_Given request_
Answer these from the blog post on emerging markets:
(a) Since when have the farmers been striking?
(b) Who said the farm export taxes would go back to their earlier level, and where?
(c) Why was the writer unsure how the local spot market would react?

_Source excerpt_
____
Sunday, July 20, 2008

Emerging Markets


Friday was a very interesting day in the Emerging Market world. I will take you through a few of the Countries of interest.

Argentina. Many of my readers, will remember that I have had a position in this currency for some time. It has been a roller coaster ride that I am unable to get away from because of a its high yield. Since March 2008 there has been an on again off again (mostly on) strike being held by the farmers due to increased tariffs imposed by the Government. These strikes has caused interest rates to soar, and in response the Government has been intervening in the spot market to punish speculators. Rates have moved to almost 20% in the 12 mth sector. On Friday the tariff was revoked.

Argentina's President Cristina Fernandez de Kirchner revoked a decree that increased some agriculture export taxes after she failed to win support for the levy from the country's Congress.

The country will resume the level of taxes on farm exports that existed before the measure took place in March, Cabinet Chief Alberto Fernandez said today in a press conference in Buenos Aires.


This is good news for the country as it shows that the Government, long thought of as not listening to the people, has bent to the will of the people. The curve immediately reacted by moving lower, considerable lower. Since this all occurred late on Friday afternoon, the local spot market was closed so I am not sure of what the reaction will be, but I think it will be to move higher. Remember, the Government drove the spot lower in response to higher rates, with rates coming back off why not let market forces dictate where it should go? It would also more closely reflect where it should be to begin with. Inflation is exceptionally high (in part due to the strike)and a weaker currency is logical in that environment. This is just an opinion and reflects my current trading position (long Usd/Ars spot and Short Usd/Ars outrite ...over bought dollars in the spot)so please keep that in mind.
____
_Provided data_
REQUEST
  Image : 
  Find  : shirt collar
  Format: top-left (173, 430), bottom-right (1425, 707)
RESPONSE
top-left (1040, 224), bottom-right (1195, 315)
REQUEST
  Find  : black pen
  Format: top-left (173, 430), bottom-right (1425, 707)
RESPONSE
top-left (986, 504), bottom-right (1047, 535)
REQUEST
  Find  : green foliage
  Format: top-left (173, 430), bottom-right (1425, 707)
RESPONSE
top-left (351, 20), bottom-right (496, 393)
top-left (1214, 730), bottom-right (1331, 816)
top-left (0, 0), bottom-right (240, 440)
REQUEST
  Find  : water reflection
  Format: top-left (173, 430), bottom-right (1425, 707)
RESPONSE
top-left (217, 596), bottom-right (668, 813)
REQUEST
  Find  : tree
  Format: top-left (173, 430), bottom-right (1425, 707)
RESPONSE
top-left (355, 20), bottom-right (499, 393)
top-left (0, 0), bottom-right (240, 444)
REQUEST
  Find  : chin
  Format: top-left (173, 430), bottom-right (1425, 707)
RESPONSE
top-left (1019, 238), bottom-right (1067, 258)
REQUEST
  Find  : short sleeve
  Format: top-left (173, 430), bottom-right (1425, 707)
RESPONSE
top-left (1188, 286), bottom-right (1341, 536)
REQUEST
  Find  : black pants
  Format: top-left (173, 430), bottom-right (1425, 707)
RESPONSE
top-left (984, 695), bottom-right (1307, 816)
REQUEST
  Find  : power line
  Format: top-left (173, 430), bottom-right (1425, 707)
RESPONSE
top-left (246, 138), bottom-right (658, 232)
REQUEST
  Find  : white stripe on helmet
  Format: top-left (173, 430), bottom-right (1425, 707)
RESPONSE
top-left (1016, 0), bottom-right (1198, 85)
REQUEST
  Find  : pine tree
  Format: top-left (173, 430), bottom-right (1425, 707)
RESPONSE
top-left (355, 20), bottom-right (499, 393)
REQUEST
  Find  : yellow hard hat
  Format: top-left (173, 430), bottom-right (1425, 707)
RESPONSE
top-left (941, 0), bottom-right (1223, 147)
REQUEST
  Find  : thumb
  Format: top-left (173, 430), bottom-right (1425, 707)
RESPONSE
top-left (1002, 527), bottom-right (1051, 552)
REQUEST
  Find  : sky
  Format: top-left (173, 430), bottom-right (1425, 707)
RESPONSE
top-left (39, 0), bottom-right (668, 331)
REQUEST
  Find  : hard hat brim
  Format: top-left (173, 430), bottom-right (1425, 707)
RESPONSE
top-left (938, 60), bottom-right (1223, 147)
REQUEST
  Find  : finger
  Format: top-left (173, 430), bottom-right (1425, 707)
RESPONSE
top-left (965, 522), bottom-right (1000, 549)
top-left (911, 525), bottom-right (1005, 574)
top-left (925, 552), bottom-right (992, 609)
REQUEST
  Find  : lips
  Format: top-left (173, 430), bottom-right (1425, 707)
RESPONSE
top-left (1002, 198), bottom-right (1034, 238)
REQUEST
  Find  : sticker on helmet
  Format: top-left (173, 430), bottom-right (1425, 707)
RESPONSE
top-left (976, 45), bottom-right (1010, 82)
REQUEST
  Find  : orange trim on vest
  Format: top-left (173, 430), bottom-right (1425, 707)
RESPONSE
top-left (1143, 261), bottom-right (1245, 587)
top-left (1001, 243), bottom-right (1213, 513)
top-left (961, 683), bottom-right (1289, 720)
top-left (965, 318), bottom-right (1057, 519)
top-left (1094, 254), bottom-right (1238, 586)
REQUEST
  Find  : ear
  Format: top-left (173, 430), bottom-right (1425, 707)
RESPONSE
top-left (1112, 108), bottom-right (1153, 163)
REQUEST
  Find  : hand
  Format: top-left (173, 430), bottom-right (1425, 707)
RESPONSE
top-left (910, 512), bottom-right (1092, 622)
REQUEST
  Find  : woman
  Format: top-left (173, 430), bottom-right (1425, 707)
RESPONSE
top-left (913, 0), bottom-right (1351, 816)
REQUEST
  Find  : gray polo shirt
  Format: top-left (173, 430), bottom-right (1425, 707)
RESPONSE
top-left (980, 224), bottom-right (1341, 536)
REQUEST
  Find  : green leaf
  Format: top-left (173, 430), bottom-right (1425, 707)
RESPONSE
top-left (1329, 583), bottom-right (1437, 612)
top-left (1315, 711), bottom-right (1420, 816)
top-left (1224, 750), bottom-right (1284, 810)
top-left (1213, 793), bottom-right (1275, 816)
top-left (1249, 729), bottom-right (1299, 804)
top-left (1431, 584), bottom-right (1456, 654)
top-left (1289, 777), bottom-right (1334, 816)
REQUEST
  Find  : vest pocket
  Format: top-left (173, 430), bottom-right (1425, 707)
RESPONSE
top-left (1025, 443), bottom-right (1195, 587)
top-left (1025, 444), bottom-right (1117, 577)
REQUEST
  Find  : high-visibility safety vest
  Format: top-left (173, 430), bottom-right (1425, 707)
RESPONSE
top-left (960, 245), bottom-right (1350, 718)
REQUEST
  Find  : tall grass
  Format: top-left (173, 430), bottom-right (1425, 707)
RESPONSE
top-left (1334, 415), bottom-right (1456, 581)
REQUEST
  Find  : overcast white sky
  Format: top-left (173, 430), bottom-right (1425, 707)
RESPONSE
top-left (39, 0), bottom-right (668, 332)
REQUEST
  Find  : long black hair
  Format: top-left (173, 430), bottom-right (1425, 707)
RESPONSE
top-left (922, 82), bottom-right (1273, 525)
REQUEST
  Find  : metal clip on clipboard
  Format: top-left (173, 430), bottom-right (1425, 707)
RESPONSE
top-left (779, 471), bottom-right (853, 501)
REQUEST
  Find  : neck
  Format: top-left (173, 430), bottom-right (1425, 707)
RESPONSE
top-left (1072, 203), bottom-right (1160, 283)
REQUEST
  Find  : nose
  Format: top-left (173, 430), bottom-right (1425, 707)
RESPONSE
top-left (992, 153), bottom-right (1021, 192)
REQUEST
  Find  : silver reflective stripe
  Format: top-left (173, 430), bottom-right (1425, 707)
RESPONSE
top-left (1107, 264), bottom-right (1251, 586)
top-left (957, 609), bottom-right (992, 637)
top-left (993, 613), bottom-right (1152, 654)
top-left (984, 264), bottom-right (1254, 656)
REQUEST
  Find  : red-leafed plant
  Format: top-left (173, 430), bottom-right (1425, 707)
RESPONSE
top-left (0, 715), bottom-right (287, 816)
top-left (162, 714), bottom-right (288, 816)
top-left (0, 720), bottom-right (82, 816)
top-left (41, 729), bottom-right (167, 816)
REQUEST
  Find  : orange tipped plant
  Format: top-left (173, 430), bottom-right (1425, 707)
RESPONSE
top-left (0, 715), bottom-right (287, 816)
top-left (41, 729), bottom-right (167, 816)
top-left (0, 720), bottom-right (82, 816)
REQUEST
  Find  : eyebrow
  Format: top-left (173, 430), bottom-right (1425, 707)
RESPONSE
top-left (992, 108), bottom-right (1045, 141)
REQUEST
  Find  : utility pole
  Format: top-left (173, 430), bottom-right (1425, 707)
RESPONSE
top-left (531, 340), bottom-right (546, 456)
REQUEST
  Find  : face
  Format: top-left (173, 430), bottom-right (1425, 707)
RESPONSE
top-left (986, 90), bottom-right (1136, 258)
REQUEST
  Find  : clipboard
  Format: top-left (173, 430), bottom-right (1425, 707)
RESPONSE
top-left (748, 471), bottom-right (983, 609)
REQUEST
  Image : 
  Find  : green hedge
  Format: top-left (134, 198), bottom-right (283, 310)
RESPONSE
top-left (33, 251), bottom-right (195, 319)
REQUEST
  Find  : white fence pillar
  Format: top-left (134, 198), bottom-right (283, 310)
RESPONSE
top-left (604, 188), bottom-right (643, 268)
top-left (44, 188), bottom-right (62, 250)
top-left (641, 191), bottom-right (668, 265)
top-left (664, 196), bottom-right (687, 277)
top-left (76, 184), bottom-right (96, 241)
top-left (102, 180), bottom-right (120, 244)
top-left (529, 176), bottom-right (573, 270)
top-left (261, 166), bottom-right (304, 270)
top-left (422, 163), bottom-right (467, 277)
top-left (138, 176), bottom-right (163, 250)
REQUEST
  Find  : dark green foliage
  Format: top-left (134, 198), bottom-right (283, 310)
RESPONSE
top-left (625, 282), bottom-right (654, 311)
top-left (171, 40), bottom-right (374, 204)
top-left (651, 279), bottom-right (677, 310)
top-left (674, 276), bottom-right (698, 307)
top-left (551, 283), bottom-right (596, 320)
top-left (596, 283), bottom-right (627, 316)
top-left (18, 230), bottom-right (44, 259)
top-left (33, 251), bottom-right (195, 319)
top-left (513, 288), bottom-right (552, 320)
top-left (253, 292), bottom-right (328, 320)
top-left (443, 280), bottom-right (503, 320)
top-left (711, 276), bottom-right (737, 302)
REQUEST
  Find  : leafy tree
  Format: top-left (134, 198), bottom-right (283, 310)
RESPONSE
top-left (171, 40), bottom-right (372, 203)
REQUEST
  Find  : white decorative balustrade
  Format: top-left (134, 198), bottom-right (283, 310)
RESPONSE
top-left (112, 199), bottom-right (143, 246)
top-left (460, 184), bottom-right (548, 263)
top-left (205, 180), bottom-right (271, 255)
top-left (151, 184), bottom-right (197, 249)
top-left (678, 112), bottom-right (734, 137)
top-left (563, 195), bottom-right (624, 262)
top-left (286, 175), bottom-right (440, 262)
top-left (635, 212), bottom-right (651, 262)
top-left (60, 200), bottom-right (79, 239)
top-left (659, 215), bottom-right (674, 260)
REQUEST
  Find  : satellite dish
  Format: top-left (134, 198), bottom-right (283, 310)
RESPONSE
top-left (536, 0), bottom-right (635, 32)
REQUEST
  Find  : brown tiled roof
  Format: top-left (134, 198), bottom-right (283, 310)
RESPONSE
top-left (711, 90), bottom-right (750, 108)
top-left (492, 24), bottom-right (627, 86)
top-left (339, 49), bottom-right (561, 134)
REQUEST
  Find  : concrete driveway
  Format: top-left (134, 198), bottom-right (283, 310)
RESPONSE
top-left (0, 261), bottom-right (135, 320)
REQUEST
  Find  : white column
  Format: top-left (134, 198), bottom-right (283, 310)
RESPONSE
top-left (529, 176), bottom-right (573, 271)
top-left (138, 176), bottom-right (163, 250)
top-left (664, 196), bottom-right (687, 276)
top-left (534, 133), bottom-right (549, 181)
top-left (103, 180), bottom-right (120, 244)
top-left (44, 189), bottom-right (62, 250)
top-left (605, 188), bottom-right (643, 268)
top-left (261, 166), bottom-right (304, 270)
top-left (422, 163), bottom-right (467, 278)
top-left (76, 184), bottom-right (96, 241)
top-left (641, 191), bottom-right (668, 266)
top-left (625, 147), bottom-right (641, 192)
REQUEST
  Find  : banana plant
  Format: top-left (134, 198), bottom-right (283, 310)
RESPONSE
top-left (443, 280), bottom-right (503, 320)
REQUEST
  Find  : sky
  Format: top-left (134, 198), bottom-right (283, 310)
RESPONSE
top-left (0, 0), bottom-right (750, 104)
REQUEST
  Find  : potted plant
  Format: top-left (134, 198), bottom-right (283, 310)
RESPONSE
____
_Output for this exercise_
(a) Since March 2008.
(b) Cabinet Chief Alberto Fernandez, at a press conference in Buenos Aires.
(c) The news came late on Friday afternoon, when the local spot market was closed.